Exercise goal: Write out again, please, the records below from the first line to the line holding "Need: a point for each instance of the green", inclusive, and nothing else.
[Dataset records Boundary: Start]
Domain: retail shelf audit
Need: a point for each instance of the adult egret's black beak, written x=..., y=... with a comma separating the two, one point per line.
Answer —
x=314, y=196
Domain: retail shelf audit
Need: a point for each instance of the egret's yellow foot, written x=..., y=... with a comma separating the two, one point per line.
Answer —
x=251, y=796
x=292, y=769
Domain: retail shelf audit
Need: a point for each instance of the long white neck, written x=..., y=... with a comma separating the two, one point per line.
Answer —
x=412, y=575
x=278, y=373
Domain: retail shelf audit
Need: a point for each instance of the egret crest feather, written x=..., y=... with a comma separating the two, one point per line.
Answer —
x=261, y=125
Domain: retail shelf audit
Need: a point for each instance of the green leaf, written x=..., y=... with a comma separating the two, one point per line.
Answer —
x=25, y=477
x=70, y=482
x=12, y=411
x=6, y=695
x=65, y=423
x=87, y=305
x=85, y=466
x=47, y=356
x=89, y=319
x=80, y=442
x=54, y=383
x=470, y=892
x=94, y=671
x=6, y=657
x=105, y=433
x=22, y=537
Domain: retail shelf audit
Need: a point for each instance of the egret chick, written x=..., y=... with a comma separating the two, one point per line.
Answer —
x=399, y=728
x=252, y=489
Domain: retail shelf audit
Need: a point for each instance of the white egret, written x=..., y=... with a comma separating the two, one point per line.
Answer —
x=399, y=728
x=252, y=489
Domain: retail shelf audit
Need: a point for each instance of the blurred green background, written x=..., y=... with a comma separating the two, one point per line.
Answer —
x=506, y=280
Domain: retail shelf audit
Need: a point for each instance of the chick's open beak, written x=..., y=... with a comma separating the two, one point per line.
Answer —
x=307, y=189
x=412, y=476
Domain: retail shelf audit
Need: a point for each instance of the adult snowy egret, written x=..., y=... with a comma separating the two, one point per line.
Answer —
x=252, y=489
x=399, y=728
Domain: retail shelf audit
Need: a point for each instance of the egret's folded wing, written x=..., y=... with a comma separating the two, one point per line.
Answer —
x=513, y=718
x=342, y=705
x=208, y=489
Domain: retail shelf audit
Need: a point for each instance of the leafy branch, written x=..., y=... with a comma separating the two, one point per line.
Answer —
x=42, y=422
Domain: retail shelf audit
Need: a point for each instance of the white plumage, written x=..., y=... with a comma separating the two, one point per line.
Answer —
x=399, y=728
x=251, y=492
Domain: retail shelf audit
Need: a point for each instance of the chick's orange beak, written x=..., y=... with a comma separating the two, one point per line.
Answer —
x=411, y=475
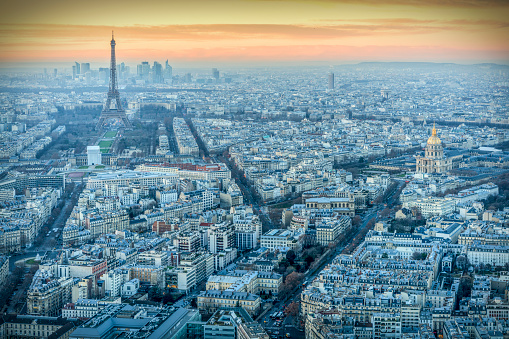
[Dataset records Boundary: End]
Task output:
Domain: retail shelf audit
Need: a point for each instance of the adult egret's black beak, written x=..., y=... with a comma separating the two, one point per line.
Answer —
x=314, y=196
Domain: retail shelf audit
Need: a point for each instance of the egret's yellow foot, written x=..., y=... with a comma separating the two, one point per line.
Answer —
x=251, y=796
x=292, y=769
Domain: retail shelf audit
Need: a point for each instance of the long white neck, written x=..., y=... with a comma separating the two, one point per line.
Answer —
x=412, y=575
x=278, y=373
Domain: retail shelf audit
Need: a point for each instance of the egret crest feather, written x=..., y=... with a comma separating the two, one point per line.
Answer —
x=261, y=125
Domain: retail shelf audit
Need: a point for each instance of the green leaf, written x=..., y=... with a comma separating the two, one point per line.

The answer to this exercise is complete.